══ Records shown ══
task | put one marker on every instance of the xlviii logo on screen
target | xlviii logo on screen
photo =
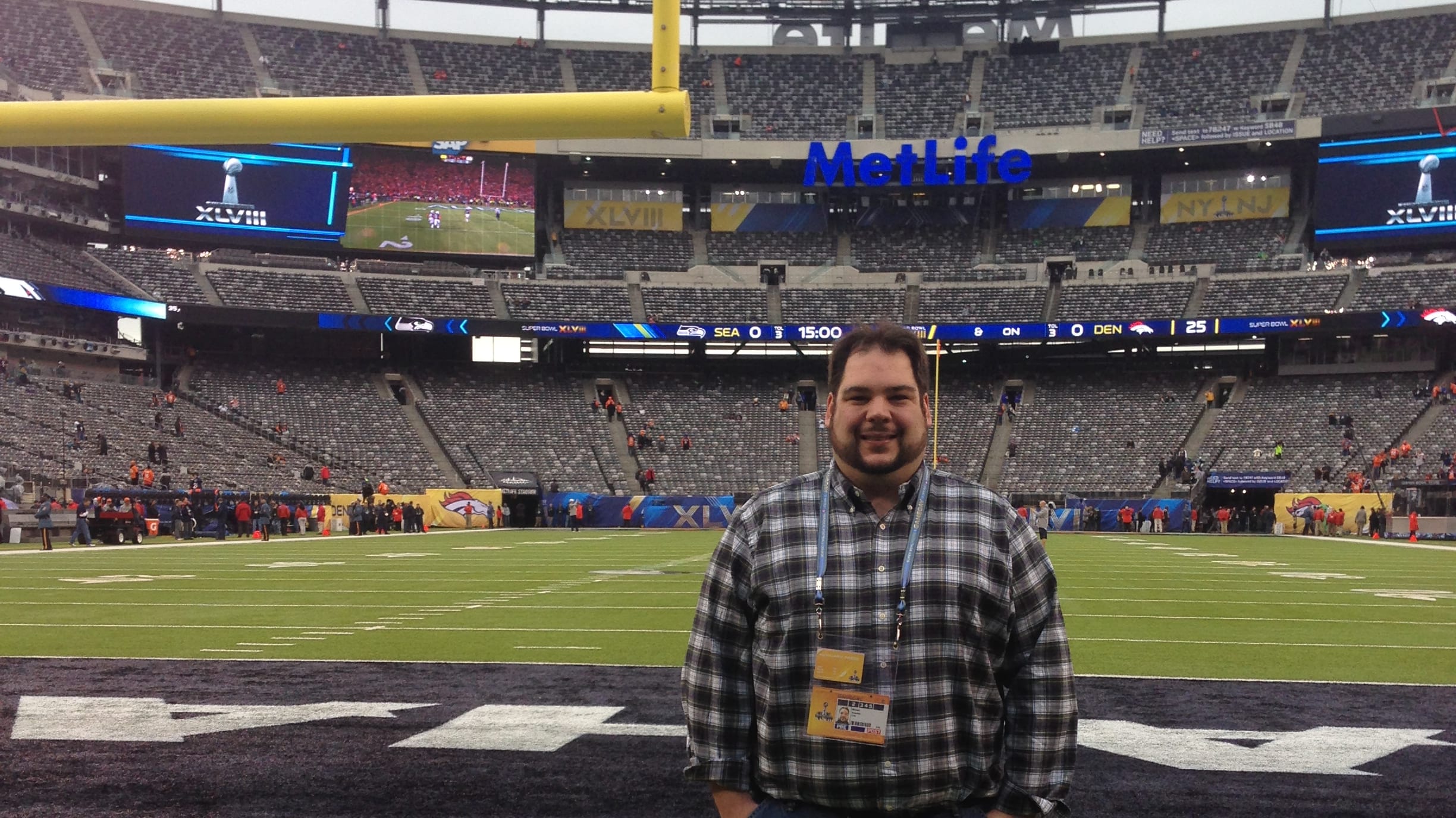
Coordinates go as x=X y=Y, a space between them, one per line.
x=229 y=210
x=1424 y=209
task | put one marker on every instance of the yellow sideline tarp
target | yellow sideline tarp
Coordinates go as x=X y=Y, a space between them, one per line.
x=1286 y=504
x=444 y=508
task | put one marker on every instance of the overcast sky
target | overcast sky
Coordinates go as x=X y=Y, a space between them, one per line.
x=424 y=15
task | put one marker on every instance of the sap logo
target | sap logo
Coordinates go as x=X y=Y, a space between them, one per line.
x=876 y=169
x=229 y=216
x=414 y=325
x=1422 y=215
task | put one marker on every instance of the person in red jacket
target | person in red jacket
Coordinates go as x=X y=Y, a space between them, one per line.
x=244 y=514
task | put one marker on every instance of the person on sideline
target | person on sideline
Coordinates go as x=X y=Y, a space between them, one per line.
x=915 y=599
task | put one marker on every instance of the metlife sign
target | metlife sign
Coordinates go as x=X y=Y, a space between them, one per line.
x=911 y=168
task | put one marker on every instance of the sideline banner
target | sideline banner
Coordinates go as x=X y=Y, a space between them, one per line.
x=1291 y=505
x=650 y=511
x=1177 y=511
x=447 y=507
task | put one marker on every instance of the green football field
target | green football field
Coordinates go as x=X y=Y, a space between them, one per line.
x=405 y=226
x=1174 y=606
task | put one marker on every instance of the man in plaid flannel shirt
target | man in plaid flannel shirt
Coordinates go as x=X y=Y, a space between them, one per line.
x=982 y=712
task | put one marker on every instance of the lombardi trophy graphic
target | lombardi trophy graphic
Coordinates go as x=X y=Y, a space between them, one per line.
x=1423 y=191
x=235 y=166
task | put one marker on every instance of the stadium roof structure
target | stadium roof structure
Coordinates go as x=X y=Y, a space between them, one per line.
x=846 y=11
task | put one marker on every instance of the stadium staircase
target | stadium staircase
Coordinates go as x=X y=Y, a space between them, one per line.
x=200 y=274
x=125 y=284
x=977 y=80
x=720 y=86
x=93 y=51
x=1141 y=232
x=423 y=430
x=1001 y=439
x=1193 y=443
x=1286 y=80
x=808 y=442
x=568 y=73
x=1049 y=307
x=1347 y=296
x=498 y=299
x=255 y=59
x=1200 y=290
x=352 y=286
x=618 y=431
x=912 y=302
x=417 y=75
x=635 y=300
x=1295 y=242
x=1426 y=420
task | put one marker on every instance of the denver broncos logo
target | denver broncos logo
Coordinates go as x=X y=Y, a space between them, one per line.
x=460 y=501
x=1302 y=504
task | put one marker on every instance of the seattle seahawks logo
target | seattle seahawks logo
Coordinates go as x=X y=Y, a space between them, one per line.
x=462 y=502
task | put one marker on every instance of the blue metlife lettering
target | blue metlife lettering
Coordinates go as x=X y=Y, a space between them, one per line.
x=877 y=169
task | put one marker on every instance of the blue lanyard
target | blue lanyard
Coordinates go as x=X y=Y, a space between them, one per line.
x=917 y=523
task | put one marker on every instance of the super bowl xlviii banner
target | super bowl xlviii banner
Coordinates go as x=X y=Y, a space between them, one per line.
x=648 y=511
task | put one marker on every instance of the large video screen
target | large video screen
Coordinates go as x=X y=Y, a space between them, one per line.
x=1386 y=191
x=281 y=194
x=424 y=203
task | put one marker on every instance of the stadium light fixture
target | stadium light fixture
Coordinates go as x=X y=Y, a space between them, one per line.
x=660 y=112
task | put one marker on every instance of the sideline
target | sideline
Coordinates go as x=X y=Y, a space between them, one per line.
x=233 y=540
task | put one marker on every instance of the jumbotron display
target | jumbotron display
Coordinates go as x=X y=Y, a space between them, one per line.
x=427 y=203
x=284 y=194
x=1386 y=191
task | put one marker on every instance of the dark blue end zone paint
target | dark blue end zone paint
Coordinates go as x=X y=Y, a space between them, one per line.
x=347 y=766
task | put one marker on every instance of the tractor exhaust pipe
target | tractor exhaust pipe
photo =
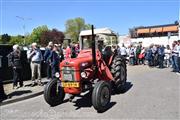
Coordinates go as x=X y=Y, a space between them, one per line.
═══
Given task » Render all of the material above as a numbered list, one item per line, with blank lines omitted. Leave the pictures out.

Task answer »
1. task | put one marker on every instance of the xlviii logo on screen
2. target | xlviii logo on screen
3. photo =
4. Coordinates go as x=X y=Y, a space between them, one per line.
5. x=229 y=210
6. x=1424 y=209
7. task | put one marker on every instance of the yellow sideline tarp
8. target | yellow sideline tarp
9. Coordinates go as x=X y=Y, a space between them, one per line.
10. x=1286 y=504
11. x=444 y=508
12. task | put one marker on every instance of the overcast sky
13. target | overcast sky
14. Coordinates go as x=X y=Y, a space between them, one per line.
15. x=424 y=15
16. task | put one marker on every instance of the sap logo
17. target | sap logo
18. Coordinates go as x=X y=Y, a space between them, one per line.
19. x=876 y=169
20. x=229 y=216
21. x=414 y=325
22. x=1422 y=215
23. task | put one marker on every instance of the person in red jacket
24. target | person in red jacket
25. Coordinates go as x=X y=Y, a space between them, one per line.
26. x=244 y=514
27. task | put one marker on every instance of the person on sideline
28. target | person on sideline
29. Coordinates go as x=X y=Y, a space between them, one per line.
30. x=915 y=599
31. task | put one marker on every instance of the metlife sign
32. target | metlife sign
33. Coordinates go as x=X y=Y, a space between them, one per line.
34. x=911 y=168
35. task | put one marker on every instance of the sideline banner
36. target | sideline banner
37. Coordinates go as x=X y=Y, a space between them, one per line.
38. x=1291 y=505
39. x=650 y=511
40. x=1177 y=511
41. x=447 y=507
42. task | put one marker on every instance of the green football field
43. target | green football field
44. Coordinates go as x=X y=Y, a space between them, one per line.
45. x=405 y=226
46. x=1174 y=606
47. task | put one marker on every instance of the man in plaid flannel shirt
48. target | man in plaid flannel shirt
49. Coordinates go as x=X y=Y, a space between them, one per line.
50. x=982 y=712
51. task | put one marker on every instance of the lombardi trophy graphic
52. target | lombardi trophy graphic
53. Coordinates go as x=X y=Y, a space between them, one per line.
54. x=1423 y=191
55. x=235 y=166
56. task | put one marker on every instance of the stadium roof structure
57. target | stadium roof structure
58. Coordinates go as x=X y=Y, a space between them, one per line.
59. x=846 y=11
60. task | put one marker on every instance of the stadium staircase
61. target | stadium staircase
62. Coordinates go as x=X y=Y, a space between them, one per line.
63. x=200 y=274
64. x=125 y=284
65. x=977 y=80
66. x=720 y=86
67. x=93 y=51
68. x=1141 y=232
69. x=423 y=430
70. x=1001 y=439
71. x=1193 y=443
72. x=1286 y=80
73. x=808 y=442
74. x=568 y=73
75. x=1049 y=307
76. x=1347 y=296
77. x=498 y=299
78. x=255 y=59
79. x=1200 y=290
80. x=352 y=286
81. x=618 y=431
82. x=912 y=302
83. x=417 y=75
84. x=635 y=300
85. x=1295 y=242
86. x=1426 y=420
87. task | put one marker on every instance of the denver broncos logo
88. target | denver broncos logo
89. Coordinates go as x=X y=Y, a space between them, one per line.
90. x=460 y=501
91. x=1302 y=504
92. task | put one marker on every instance of the seattle seahawks logo
93. target | seattle seahawks logo
94. Coordinates go as x=X y=Y, a space between them, one per line.
95. x=462 y=502
96. task | put one marker on every instance of the blue metlife lettering
97. target | blue metlife lettering
98. Coordinates go as x=X y=Y, a space between them, one per line.
99. x=877 y=169
100. task | put one marker on every instance of the blue lanyard
101. target | blue lanyard
102. Coordinates go as x=X y=Y, a space between them, one per line.
103. x=917 y=523
104. task | put one marker on every instance of the super bowl xlviii banner
105. target | super bowl xlviii banner
106. Coordinates go as x=X y=Y, a space between them, one per line.
107. x=648 y=511
108. task | put one marker on every instance of the large video screen
109. target | large video screen
110. Coordinates go as x=X y=Y, a space between them, one per line.
111. x=1386 y=191
112. x=281 y=194
113. x=424 y=203
114. task | put one marker on every instance of the stadium light fixture
115. target | stadium light fixture
116. Coordinates go as x=X y=Y, a space between them, one per line.
117. x=660 y=112
118. task | put one marker on every instance of the sideline
119. target | sideline
120. Coordinates go as x=X y=Y, a space between them, one per line.
121. x=233 y=540
122. task | put one marker on every instance of the jumbotron display
123. target | jumbotron display
124. Coordinates go as x=X y=Y, a space between them, one per line.
125. x=427 y=203
126. x=284 y=194
127. x=1386 y=191
128. task | put one marker on every instance of the dark blue end zone paint
129. target | dark blue end zone paint
130. Coordinates go as x=X y=Y, a space between them, one per line.
131. x=347 y=766
132. task | put one marker on every instance of the tractor exhaust pipe
133. target | tractor exhaust pipe
134. photo =
135. Coordinates go as x=X y=Y, a space between them, one per line.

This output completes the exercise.